**What the exercise asks:**
From the listing below, copy each line that holds "window".

=== Section Start ===

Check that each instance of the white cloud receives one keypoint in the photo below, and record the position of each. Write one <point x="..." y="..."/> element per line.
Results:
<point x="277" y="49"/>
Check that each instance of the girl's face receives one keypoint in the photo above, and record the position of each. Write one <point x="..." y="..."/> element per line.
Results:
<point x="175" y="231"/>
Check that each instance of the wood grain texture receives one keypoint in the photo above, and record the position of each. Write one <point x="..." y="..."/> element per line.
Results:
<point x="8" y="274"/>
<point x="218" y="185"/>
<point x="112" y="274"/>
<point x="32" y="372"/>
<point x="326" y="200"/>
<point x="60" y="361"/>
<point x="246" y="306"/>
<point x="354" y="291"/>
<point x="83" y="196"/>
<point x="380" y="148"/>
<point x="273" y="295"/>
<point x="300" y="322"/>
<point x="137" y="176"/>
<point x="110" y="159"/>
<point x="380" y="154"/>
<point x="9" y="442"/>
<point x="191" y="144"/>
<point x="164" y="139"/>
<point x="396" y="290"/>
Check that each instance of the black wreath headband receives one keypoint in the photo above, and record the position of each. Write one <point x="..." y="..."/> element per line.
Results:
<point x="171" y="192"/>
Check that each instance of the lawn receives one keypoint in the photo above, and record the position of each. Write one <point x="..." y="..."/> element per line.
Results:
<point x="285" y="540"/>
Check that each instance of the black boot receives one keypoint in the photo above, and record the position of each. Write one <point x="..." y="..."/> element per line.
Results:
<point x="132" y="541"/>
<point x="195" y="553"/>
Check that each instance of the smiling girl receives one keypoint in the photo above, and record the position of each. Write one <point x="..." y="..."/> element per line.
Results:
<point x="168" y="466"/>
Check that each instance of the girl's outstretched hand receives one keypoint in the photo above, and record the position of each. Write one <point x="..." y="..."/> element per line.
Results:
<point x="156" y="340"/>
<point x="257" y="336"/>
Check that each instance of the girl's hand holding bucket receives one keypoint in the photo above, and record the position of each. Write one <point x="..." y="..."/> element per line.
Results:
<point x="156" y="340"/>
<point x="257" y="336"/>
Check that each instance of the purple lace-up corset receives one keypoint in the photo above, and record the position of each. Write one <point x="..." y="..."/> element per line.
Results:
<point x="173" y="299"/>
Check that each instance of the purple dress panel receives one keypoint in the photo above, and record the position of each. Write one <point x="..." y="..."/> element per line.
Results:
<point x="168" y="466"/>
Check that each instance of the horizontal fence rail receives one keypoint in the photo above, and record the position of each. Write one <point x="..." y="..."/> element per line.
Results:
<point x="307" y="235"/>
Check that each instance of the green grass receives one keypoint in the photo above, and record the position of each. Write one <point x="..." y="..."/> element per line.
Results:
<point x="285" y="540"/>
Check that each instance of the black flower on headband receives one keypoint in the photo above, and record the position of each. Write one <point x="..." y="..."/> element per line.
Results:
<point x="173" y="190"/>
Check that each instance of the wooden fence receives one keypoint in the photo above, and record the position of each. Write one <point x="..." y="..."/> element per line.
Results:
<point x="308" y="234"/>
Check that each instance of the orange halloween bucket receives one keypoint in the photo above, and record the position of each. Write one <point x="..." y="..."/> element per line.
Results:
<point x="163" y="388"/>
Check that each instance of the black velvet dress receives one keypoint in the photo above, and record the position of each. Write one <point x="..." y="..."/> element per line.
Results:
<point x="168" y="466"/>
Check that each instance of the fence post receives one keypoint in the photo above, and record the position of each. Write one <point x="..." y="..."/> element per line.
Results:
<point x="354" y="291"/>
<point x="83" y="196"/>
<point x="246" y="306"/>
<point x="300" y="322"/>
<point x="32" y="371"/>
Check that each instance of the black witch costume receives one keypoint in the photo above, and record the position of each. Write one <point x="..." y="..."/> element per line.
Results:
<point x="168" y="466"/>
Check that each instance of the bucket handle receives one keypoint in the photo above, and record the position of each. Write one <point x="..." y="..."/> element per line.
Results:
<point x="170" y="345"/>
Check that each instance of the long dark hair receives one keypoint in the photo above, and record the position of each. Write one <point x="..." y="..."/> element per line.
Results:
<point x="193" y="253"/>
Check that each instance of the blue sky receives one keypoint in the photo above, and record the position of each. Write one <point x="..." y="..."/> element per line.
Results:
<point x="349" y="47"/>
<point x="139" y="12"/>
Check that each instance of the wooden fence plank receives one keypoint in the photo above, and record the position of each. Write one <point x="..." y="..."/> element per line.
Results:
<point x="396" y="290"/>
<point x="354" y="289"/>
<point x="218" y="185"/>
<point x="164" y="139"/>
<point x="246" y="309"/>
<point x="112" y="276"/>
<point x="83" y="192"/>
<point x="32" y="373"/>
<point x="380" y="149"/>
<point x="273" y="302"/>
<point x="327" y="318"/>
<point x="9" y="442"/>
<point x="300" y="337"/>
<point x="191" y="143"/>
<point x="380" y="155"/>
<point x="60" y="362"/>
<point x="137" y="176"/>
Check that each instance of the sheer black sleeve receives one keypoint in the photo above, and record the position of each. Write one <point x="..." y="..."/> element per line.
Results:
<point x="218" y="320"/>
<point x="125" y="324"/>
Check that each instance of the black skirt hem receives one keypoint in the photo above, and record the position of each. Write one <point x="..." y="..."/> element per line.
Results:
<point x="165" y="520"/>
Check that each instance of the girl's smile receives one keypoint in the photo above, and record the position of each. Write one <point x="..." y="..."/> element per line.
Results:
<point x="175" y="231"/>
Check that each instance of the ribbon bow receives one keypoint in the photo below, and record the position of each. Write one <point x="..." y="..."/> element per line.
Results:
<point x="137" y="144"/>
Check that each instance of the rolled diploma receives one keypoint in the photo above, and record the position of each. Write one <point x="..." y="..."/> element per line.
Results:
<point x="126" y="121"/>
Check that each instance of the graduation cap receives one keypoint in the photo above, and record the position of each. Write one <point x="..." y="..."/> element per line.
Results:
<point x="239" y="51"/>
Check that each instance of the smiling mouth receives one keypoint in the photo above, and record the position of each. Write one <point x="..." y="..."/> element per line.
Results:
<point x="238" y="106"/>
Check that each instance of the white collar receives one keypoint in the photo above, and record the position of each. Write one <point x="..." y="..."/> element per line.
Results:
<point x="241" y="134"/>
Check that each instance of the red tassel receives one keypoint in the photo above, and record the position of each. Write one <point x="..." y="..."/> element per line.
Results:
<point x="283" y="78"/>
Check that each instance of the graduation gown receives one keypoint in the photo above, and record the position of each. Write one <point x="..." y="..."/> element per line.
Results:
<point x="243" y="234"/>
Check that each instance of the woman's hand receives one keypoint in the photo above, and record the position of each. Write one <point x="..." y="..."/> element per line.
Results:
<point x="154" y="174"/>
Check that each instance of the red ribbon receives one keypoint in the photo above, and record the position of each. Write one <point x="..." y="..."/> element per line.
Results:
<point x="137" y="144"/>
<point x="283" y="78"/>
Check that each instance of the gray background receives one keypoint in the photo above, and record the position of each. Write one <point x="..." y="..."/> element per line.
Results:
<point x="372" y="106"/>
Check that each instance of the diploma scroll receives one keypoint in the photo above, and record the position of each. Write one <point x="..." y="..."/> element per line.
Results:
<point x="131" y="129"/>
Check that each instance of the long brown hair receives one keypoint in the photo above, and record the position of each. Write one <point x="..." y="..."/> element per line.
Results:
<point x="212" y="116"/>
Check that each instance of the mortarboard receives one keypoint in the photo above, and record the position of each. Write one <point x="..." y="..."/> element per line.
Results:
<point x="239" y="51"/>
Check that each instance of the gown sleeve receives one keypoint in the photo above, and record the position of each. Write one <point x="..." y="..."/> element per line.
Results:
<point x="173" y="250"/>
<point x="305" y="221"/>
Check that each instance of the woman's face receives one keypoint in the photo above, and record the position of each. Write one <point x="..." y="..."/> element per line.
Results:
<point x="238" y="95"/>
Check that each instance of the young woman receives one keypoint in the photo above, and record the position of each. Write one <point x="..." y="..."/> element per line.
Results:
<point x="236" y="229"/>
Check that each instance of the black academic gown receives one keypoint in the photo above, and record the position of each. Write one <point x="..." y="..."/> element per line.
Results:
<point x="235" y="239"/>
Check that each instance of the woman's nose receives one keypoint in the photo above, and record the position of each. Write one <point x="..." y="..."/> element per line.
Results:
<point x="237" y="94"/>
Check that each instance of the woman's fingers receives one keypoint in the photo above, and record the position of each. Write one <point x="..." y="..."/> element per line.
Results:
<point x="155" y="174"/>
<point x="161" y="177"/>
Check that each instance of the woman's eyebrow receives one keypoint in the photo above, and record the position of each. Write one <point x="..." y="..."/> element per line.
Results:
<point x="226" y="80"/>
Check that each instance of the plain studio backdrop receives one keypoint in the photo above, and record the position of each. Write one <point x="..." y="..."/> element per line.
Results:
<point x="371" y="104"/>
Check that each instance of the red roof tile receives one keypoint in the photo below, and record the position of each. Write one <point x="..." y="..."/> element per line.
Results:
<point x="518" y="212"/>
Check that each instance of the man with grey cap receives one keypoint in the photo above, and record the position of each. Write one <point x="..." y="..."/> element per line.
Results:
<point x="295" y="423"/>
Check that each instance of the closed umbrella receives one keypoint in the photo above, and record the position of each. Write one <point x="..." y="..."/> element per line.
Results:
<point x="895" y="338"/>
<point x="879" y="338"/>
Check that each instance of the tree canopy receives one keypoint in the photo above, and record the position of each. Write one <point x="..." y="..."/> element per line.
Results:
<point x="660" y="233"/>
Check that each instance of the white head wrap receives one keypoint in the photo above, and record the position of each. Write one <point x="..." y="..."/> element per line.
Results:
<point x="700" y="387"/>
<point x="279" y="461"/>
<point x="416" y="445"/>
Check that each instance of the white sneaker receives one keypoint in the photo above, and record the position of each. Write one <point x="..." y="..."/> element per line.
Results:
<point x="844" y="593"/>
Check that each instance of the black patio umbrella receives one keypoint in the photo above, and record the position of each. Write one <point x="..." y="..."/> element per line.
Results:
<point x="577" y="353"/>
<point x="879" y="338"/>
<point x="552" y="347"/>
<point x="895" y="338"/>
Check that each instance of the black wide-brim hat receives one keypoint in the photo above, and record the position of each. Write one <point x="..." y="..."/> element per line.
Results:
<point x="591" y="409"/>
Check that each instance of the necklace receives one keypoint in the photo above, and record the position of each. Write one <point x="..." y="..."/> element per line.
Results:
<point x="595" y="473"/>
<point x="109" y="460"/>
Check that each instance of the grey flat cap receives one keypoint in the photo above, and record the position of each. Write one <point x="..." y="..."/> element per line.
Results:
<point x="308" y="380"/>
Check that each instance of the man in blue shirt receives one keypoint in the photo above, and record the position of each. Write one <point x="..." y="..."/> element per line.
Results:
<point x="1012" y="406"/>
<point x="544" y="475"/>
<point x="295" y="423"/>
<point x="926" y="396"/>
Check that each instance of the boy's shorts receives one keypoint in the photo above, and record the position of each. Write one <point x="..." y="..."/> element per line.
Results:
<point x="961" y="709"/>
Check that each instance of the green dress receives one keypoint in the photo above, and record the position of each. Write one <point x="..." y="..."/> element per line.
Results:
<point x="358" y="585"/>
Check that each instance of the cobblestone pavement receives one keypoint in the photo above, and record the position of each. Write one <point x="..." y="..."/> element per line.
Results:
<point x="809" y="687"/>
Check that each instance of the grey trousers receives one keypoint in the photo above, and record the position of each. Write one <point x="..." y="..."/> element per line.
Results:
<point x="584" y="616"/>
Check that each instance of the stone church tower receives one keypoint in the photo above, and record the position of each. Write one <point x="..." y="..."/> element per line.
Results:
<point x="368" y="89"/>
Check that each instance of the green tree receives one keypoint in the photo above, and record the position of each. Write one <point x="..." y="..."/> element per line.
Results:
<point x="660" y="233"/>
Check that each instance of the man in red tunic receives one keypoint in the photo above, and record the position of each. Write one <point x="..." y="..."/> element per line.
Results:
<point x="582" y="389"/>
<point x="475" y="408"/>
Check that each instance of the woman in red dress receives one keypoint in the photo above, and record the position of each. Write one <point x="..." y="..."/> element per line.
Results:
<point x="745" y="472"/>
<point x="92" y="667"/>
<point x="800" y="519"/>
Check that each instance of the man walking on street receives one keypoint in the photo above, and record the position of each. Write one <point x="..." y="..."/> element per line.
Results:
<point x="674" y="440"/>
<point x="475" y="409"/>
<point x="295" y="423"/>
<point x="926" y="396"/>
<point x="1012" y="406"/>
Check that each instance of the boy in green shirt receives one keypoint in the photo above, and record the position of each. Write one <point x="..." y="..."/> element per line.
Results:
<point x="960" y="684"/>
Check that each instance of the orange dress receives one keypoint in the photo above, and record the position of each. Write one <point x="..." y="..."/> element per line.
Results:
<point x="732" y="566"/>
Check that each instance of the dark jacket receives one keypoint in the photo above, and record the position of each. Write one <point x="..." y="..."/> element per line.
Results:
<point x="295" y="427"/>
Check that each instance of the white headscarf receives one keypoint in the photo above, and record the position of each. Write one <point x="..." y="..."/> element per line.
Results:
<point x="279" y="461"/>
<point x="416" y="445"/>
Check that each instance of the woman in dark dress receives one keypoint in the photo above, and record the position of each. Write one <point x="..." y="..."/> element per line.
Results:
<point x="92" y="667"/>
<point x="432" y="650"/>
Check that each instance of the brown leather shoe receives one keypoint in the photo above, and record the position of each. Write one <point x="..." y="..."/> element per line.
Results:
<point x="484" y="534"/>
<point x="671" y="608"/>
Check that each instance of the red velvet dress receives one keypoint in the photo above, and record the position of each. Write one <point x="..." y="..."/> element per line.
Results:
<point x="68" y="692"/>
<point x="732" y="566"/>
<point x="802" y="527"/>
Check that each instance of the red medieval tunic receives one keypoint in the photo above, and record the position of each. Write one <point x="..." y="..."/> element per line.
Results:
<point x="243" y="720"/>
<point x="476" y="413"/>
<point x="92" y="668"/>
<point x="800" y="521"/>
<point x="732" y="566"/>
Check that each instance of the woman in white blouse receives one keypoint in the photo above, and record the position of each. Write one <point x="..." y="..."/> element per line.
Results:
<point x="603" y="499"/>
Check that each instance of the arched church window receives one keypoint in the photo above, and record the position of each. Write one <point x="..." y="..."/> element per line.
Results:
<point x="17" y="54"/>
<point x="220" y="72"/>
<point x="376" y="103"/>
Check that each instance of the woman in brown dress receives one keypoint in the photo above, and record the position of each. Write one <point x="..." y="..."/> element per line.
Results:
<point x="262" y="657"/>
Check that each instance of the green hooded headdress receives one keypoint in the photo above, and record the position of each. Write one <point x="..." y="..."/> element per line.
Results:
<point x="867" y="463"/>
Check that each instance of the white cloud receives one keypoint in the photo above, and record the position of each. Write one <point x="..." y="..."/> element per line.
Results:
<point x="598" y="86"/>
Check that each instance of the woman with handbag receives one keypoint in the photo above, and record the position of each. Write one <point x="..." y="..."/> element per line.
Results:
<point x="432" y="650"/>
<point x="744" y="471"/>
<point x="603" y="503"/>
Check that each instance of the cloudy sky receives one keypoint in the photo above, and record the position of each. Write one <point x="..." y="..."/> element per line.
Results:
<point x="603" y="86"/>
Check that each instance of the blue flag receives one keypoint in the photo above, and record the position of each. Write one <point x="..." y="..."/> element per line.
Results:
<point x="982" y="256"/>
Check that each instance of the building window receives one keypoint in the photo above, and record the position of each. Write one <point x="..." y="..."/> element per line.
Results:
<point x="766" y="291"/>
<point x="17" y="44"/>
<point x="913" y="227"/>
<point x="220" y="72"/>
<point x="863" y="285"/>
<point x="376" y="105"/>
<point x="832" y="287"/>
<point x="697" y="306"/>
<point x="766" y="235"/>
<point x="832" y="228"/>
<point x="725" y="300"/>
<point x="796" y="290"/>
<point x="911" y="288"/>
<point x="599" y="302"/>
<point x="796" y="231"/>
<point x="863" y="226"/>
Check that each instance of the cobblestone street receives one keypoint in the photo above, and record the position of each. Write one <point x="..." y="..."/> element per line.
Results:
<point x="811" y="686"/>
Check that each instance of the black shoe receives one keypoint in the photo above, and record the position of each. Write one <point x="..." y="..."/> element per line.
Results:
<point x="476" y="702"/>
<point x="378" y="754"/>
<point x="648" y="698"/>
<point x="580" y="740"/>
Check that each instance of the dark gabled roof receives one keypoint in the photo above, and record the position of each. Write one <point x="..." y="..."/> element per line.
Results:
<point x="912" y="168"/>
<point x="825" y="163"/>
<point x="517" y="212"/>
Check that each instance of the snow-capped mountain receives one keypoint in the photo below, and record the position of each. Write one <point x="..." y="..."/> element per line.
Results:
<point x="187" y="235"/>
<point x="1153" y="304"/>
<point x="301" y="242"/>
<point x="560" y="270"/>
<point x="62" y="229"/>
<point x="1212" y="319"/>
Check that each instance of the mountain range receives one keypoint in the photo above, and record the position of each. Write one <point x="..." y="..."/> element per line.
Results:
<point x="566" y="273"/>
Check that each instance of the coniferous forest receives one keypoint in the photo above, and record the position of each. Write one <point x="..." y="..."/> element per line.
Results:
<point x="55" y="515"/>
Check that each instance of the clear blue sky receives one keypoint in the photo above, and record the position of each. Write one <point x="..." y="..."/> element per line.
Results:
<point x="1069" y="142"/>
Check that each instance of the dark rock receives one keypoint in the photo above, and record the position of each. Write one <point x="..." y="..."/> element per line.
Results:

=== Section End ===

**Written answer:**
Check that each instance of the arched church window receives one keypoint in the photo above, and record the position of each. Write one <point x="..." y="..."/> element per line.
Check that each instance of the building window receives one keypoint in the photo above, and record the position of each. Write one <point x="..." y="..."/> element per line.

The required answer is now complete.